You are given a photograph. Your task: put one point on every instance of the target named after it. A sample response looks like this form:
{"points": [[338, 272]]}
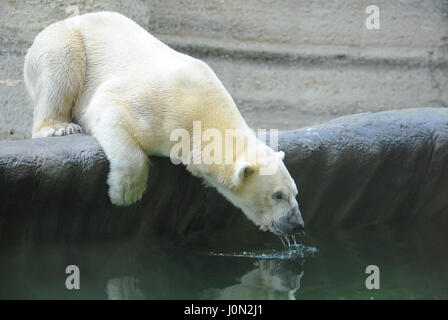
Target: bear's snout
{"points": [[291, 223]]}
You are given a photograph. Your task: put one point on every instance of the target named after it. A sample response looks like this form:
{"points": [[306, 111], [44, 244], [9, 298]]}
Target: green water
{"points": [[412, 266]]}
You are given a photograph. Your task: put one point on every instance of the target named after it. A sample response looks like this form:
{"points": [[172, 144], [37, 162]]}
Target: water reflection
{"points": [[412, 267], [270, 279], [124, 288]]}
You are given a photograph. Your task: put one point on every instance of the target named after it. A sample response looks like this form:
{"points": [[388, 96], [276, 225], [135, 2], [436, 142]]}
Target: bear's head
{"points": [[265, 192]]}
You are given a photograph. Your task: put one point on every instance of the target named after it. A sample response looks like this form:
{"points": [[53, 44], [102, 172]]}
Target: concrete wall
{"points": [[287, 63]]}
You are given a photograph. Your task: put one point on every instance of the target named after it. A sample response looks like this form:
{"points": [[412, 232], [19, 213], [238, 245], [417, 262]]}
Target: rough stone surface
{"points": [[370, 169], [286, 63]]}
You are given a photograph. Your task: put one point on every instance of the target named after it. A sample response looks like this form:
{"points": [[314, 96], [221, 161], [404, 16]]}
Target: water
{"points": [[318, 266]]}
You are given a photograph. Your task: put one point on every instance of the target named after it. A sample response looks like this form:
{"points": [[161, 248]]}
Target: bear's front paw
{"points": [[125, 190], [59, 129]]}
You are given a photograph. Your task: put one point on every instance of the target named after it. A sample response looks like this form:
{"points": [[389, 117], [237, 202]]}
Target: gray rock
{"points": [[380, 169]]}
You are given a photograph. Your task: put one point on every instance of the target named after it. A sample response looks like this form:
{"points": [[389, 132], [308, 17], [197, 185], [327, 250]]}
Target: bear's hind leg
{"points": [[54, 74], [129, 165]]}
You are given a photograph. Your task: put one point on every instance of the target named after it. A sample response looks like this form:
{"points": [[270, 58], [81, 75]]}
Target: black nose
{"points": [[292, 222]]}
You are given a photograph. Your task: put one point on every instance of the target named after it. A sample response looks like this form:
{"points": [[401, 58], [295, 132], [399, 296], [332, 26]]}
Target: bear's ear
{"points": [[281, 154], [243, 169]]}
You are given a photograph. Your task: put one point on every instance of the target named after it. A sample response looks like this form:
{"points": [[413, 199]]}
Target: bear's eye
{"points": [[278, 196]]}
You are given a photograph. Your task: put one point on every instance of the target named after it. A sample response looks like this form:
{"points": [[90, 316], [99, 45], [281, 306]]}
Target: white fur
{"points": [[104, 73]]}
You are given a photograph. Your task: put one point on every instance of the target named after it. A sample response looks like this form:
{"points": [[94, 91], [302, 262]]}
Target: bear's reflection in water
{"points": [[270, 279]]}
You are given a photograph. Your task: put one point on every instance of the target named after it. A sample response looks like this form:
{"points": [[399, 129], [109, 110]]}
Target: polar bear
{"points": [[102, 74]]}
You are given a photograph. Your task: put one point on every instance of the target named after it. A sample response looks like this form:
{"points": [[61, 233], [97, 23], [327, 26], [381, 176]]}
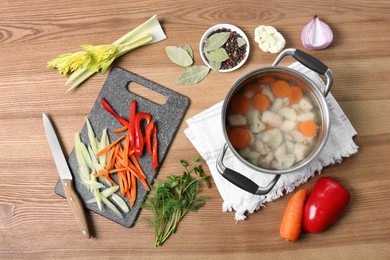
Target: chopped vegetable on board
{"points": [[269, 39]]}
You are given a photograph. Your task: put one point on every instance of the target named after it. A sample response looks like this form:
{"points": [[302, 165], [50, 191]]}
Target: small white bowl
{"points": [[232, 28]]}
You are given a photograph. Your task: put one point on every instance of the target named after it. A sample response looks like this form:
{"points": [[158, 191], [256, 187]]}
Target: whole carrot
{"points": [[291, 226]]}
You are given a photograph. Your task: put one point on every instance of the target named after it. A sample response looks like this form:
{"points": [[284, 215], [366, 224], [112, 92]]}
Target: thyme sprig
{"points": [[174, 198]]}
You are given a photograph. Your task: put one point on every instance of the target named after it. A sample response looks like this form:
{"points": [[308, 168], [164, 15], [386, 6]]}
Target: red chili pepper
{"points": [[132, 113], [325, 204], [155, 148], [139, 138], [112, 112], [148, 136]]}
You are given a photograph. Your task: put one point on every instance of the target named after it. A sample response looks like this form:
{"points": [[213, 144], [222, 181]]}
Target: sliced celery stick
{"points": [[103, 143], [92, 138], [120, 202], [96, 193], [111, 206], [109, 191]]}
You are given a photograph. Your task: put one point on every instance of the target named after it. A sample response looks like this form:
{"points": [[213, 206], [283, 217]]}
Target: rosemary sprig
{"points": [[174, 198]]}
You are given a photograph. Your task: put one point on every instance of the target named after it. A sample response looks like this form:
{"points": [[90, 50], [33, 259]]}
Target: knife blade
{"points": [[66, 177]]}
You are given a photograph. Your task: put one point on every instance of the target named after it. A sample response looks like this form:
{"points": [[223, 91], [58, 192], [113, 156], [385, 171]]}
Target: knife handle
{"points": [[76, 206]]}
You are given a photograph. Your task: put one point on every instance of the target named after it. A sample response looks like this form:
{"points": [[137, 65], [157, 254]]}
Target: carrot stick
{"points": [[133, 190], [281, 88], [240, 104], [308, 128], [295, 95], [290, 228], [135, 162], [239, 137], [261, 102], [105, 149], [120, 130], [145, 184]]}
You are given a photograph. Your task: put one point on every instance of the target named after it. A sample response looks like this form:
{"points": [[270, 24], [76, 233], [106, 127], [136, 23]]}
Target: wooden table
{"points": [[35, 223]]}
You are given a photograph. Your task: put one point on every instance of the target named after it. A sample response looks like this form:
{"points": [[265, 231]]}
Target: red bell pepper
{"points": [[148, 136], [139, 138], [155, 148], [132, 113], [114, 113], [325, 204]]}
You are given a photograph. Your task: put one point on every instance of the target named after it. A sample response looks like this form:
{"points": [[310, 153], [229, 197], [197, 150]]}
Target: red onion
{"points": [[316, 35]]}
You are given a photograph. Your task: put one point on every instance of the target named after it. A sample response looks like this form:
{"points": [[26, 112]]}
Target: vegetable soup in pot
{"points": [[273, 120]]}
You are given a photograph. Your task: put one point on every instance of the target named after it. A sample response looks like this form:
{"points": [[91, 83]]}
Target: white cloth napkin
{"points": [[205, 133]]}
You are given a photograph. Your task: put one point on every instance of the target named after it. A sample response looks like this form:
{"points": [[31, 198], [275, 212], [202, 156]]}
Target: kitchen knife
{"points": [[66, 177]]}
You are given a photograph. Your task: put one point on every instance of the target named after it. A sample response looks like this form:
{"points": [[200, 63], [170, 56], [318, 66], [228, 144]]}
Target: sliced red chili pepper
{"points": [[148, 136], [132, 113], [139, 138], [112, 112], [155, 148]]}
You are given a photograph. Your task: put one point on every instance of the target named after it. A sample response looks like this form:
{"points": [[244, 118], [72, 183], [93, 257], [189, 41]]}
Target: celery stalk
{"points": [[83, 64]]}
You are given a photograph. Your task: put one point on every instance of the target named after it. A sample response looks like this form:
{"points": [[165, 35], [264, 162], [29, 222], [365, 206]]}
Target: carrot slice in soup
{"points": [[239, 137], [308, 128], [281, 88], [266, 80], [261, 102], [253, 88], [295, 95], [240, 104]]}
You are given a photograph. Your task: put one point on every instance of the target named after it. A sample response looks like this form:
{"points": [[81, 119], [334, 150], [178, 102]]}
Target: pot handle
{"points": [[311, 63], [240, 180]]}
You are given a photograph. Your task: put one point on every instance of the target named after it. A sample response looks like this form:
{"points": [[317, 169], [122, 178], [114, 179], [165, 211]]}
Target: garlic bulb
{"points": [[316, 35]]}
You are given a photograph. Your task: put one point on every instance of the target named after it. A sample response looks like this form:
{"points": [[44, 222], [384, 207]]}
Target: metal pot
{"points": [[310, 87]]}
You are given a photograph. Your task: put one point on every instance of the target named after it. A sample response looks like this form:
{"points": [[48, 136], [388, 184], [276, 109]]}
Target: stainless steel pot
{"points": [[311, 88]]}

--

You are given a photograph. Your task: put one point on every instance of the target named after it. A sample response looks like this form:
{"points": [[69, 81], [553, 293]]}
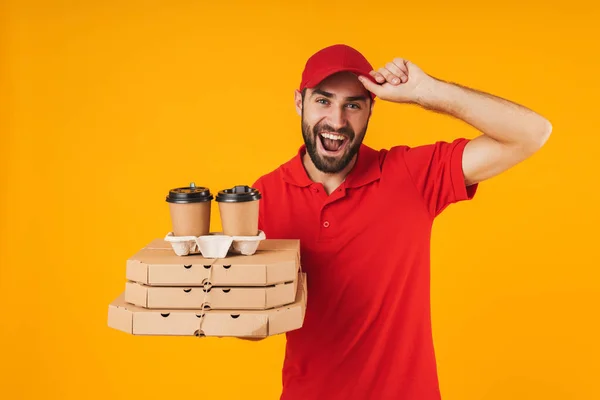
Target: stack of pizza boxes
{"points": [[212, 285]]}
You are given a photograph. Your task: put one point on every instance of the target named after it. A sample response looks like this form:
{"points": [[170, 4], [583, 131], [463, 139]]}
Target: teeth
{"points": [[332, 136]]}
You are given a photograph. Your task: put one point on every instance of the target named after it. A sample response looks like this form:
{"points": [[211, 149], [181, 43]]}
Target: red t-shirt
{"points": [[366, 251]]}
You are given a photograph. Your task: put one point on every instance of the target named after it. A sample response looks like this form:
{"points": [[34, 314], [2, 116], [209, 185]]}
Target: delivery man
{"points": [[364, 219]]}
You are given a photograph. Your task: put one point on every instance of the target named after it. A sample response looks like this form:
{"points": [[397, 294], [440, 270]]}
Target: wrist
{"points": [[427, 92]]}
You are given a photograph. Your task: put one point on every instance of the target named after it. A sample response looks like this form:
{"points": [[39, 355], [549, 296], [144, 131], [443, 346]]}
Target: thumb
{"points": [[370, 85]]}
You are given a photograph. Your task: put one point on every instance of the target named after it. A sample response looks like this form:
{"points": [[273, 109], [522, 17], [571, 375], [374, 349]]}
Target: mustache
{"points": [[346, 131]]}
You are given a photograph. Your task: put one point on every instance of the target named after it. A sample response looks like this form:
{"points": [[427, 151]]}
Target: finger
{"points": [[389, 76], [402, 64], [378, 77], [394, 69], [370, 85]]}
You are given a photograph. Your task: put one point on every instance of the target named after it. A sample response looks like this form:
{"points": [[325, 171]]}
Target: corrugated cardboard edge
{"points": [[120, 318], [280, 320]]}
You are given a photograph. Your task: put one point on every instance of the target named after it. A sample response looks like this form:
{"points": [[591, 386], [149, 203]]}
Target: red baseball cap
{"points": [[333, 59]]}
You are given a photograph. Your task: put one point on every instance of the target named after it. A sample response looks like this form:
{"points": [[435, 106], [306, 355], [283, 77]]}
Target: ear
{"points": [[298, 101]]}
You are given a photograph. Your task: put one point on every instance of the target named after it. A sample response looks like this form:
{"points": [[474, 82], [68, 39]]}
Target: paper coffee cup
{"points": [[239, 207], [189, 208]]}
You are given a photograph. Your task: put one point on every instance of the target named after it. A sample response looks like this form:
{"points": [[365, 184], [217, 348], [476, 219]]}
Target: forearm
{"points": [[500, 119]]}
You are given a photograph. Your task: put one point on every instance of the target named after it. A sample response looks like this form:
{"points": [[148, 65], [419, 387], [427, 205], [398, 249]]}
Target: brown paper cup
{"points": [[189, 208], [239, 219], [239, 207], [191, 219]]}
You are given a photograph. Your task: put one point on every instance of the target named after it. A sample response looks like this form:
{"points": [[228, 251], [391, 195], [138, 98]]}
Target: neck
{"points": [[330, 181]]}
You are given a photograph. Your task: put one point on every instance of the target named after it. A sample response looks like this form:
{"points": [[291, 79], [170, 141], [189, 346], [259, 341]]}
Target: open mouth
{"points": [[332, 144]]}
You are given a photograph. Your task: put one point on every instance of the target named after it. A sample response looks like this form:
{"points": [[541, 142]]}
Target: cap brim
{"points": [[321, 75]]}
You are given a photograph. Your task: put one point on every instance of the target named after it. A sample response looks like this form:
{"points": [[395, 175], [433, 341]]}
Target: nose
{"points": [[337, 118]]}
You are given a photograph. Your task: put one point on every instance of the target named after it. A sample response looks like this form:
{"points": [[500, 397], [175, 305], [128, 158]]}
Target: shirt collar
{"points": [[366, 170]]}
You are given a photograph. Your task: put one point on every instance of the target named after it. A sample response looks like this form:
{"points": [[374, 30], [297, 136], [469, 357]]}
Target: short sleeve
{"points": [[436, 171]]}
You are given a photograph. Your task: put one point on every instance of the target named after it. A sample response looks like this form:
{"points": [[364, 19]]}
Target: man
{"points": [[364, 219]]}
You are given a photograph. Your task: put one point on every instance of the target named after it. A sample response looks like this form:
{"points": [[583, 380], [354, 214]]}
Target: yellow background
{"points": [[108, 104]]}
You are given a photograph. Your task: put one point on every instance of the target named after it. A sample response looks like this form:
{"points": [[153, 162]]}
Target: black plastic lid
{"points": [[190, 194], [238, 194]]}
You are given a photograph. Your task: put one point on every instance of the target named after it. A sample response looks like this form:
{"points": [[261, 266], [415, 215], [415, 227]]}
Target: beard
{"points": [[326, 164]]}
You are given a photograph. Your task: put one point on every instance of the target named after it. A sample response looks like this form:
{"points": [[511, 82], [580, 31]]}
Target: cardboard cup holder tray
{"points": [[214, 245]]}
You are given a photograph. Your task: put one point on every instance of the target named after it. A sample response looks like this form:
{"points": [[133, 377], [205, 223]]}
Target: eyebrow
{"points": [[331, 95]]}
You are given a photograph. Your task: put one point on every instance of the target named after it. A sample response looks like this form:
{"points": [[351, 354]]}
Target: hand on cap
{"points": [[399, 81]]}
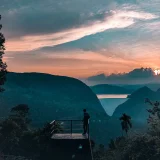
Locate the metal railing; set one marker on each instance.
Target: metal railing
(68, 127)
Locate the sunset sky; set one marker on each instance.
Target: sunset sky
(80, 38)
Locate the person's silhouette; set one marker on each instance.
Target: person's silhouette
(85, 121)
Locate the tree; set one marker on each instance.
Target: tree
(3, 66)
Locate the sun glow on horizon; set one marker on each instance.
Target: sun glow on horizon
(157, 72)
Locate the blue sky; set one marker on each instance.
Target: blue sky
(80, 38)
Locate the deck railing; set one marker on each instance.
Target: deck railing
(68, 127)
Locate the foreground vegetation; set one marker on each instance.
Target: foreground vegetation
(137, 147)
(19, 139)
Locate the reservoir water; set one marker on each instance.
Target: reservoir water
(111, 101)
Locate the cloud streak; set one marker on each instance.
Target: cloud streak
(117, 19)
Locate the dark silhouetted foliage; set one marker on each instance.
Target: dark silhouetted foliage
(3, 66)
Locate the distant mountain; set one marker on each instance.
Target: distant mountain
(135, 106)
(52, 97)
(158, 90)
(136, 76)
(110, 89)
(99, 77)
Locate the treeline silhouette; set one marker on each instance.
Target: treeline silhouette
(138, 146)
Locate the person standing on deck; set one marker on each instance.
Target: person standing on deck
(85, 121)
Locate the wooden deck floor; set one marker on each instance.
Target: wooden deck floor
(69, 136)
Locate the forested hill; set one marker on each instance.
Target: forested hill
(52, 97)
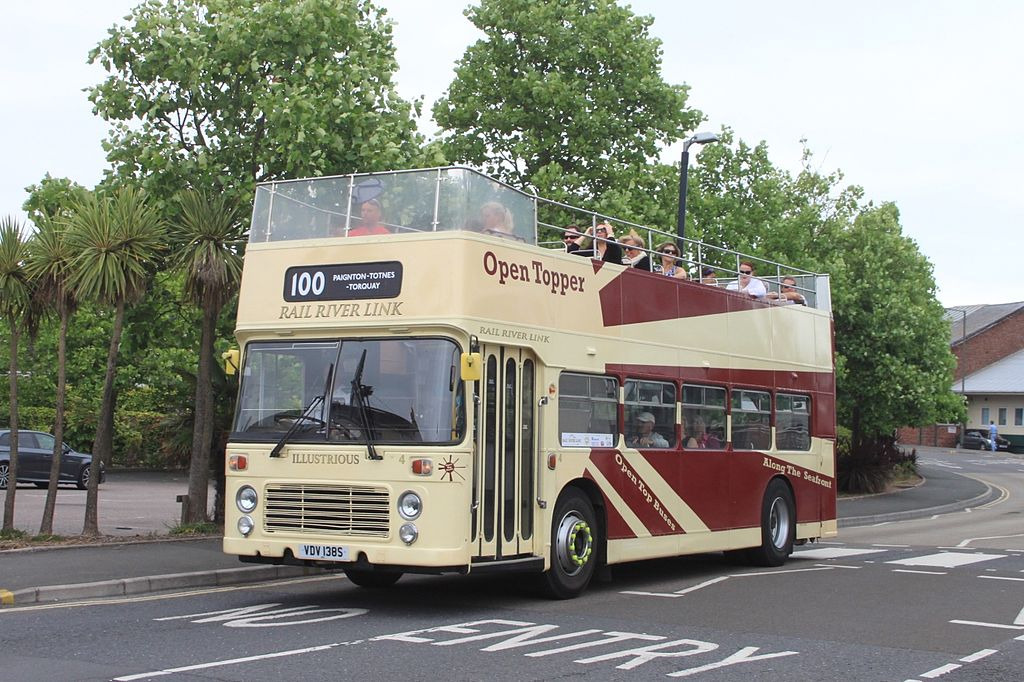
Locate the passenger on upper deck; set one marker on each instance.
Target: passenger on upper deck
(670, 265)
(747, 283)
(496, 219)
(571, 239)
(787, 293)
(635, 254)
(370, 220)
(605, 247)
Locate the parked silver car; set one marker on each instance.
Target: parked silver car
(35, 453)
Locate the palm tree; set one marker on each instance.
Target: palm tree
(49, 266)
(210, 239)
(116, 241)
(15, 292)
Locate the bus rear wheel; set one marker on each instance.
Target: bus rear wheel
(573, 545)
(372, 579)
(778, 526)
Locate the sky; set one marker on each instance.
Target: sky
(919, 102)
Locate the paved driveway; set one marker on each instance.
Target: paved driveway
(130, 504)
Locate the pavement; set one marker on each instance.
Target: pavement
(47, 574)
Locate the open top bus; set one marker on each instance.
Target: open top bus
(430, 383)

**WORK TO BE COMPLETED**.
Beginning with the line above that contains "Target: distant mountain" and ending with the line that contains "Locate the passenger", quote each line exactly, keeping out the pictures.

**SOLVED EXERCISE**.
Target: distant mountain
(135, 106)
(52, 97)
(158, 90)
(136, 76)
(110, 89)
(99, 77)
Locate the treeline silhouette; set one marker on each instance.
Target: treeline silhouette
(138, 146)
Locate the person standing on deck; set one marker on each instance.
Target: person standing on deck
(85, 121)
Locate the wooden deck floor; set one marker on each instance.
Target: wooden deck floor
(69, 136)
Locate the forested hill; set one marker on each instance.
Target: forested hill
(52, 97)
Locate the passenger on upper deck; set one marker on each instance.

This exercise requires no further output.